### [PARTS OF THE EXERCISE]
[1] In the interview about children's play on Corn Island, can you output the passage that begins at the words "Interview with Amanda" and stops after "on Corn Island?"?
[2] Would you go on with the interview about children's play on Corn Island, picking up after its last sentence?

### [EXTRACTED TEXT]
= = = = =

Interview with Amanda Minks, author of Voices of Play, for First Peoples: New Directions in Indigenous Studies Blog, 2013


  1. What first attracted you to study children’s play on Corn Island?

In the early stages of my graduate work at Columbia, I had been doing exploratory research studying cross-cultural interaction in peer play among immigrant children in New York City.  I already had some background in Latin American and Caribbean studies and had read Edmund Gordon’s book Disparate Diasporas: Identity and Politics in an African-Nicaraguan Community, focused on Creole culture, history, and politics (University of Texas Press, 1998).  Out of curiosity, I took a trip to Corn Island and was absolutely captured by the innovative and diverse practices of communication I overheard there.  I was expecting Creole English and Spanish, but I was not expecting to hear kids playing in a mixture of languages, of which I could understand only bits and pieces.  As I talked to people I met on the island, I figured out they were Miskitu kids, and when I went back to New York I became obsessed with learning more about Miskitu language, history, culture, and politics.  The communicative practices of Miskitu kids on Corn Island brought the issues of cross-cultural interaction that I had been studying into much sharper focus, and I felt compelled to change research topics.  Though it is a small, out-of-the-way place, Corn Island sheds light on much more widespread processes of cultural creativity shaped by colonial and neocolonial histories.  Its location in a border zone between the Caribbean and Central America, its history as a site of cross-cultural interaction and mixture, and its contemporary condition as a dynamic community of diverse migrants and founding Creole families all make Corn Island a special place for examining indigenous peoples’ language use, cultural reproduction, and change.

= = = = =

[Excerpt from a dataset]
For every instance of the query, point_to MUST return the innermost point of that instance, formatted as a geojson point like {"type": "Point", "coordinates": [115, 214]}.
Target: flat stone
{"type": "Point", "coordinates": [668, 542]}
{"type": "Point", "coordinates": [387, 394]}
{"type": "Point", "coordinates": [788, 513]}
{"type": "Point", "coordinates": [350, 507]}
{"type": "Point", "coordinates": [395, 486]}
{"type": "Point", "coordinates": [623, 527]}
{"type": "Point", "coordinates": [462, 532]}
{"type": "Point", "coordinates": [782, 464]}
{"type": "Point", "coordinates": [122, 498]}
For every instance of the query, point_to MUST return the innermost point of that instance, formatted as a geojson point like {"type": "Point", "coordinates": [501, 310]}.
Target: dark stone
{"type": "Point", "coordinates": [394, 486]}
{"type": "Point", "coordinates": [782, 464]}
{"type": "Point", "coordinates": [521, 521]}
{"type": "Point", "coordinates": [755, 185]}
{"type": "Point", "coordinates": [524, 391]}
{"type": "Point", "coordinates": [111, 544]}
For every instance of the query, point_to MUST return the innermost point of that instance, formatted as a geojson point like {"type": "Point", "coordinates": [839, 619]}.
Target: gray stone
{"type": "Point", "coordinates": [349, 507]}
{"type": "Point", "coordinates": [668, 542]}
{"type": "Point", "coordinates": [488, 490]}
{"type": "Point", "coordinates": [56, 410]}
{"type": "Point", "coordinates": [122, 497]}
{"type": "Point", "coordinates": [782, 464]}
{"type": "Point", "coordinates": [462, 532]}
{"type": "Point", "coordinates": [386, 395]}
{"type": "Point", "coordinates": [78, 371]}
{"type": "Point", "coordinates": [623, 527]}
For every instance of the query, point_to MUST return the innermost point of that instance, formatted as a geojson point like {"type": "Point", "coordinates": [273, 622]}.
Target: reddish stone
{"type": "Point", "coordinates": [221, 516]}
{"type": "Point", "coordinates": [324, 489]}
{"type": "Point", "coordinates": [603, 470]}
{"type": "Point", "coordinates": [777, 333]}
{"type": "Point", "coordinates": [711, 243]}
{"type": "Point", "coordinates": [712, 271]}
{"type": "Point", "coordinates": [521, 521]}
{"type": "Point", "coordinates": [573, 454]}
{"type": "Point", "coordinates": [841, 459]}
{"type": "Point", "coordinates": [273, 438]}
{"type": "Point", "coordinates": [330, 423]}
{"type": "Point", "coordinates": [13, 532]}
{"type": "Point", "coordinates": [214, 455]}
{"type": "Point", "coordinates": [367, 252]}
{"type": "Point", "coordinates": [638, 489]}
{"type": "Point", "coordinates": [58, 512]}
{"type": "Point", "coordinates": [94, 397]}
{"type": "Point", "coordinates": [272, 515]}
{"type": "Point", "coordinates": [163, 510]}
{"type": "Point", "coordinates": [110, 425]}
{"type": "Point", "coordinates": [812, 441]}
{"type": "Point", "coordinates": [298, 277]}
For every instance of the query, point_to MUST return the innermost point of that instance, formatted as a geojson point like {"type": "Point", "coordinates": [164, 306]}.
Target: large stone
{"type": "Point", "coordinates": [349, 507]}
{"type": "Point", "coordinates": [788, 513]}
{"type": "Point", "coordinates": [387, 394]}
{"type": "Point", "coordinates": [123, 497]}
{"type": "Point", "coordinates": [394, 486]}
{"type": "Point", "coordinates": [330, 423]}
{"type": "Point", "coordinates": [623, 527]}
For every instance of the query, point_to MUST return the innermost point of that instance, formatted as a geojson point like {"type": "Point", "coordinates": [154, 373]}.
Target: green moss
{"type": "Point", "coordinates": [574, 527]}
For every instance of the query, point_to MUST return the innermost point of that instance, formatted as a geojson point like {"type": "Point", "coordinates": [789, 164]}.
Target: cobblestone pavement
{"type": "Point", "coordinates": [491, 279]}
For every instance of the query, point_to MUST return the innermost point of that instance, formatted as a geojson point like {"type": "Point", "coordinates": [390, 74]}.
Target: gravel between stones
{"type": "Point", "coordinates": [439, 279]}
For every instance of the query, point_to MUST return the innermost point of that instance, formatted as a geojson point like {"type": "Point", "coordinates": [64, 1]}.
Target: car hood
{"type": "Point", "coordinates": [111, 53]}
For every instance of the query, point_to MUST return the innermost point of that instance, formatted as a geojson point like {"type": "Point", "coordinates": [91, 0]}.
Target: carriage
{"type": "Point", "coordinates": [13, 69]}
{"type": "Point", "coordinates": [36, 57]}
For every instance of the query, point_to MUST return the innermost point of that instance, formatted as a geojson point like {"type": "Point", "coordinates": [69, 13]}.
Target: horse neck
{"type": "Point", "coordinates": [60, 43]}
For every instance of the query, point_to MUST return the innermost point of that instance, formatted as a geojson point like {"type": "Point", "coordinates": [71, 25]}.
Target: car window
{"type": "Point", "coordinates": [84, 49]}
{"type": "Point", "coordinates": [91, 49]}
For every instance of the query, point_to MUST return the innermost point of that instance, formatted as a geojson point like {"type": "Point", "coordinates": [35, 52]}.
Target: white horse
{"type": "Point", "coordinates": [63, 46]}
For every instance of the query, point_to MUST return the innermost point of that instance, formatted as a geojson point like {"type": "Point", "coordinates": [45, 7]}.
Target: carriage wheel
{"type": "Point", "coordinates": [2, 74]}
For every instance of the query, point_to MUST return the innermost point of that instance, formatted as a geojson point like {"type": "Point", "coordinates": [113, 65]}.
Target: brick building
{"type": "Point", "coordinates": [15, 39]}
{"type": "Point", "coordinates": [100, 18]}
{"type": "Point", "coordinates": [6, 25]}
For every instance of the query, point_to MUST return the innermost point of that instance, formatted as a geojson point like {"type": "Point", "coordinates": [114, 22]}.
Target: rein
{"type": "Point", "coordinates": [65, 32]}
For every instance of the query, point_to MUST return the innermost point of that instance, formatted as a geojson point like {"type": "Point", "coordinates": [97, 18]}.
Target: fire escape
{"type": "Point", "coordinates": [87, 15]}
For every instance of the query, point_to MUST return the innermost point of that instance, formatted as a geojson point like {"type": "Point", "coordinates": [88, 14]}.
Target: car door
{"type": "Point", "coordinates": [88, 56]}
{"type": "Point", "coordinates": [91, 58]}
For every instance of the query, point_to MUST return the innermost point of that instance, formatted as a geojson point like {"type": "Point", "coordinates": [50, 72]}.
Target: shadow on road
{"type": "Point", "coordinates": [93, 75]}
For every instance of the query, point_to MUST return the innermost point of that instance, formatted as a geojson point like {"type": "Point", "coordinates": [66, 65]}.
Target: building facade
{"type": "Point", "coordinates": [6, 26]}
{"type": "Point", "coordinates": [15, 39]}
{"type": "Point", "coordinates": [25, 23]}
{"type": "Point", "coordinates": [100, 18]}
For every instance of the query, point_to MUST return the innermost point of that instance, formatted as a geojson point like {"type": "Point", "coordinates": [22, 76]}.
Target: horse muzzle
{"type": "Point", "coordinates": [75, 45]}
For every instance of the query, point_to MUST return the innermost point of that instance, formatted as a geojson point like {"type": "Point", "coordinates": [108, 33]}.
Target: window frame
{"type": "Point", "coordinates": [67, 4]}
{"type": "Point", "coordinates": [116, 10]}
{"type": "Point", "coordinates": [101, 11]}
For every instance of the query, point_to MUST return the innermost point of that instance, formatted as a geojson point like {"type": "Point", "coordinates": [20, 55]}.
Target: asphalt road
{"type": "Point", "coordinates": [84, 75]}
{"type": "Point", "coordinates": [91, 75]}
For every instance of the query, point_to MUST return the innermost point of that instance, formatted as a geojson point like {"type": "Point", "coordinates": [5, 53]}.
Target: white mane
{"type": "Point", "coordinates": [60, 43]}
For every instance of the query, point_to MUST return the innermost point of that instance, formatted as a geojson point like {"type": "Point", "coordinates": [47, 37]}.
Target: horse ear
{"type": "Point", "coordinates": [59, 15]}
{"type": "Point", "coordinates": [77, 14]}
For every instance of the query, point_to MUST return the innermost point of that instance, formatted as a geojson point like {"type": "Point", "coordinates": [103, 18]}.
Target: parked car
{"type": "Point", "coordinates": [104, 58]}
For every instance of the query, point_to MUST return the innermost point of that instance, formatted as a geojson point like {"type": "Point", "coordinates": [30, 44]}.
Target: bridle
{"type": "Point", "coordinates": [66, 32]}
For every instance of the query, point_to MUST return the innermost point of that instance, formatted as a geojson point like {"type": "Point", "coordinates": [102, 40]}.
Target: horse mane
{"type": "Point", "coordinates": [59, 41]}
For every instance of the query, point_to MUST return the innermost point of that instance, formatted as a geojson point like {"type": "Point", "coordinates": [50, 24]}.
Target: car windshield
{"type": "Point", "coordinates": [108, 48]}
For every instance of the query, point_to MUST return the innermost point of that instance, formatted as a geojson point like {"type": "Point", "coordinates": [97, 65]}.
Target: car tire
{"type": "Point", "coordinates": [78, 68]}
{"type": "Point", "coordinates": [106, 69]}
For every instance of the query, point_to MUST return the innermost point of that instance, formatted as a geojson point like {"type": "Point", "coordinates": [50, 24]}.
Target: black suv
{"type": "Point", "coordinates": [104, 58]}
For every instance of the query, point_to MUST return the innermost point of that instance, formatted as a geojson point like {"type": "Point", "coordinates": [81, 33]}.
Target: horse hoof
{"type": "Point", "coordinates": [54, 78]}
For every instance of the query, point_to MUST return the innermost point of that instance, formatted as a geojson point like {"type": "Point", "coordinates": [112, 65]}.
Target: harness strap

= = = = =

### [ANSWERS TO THE EXERCISE]
[1]
Interview with Amanda Minks, author of Voices of Play, for First Peoples: New Directions in Indigenous Studies Blog, 2013


  1. What first attracted you to study children’s play on Corn Island?

[2]
  1. How do children at play provide insight into the language acquisition process?

In linguistic anthropology, we think of language acquisition as part of a broader process of language socialization, which Bambi Schieffelin and Elinor Ochs initially theorized as socialization (learning) to use language, and socialization through language.  From this perspective, children’s language entails a much broader acquisition of practices that are fundamental to cultural reproduction and change.  The paradigm of language socialization always included a range of actors not limited to children, and the recognition that socialization is an ongoing process across the lifespan.  However, many of the early studies focused more on adult-child interaction than on children’s peer interaction.  When we focus on peer interaction, we are able to see some similarities with child-adult interaction.  For example, children are very adept at recognizing cultural norms, making them explicit, and enforcing them in peer play.  Other times, in contrast to adults, children’s play reveals much more spontaneity, improvisation, and creativity in the forms and meanings of their communication.  This openness and capacity for transformation make children’s play a key site for tracking processes of cultural change.  Taking a broad view of children’s play also enables us to expand beyond language use and to consider music and other aesthetic practices as equally important media for communication and socialization.

  1. When describing your research methods, you mentioned having an older sibling or parent help to decipher and contextualize a younger child’s language. Can you expand on this process?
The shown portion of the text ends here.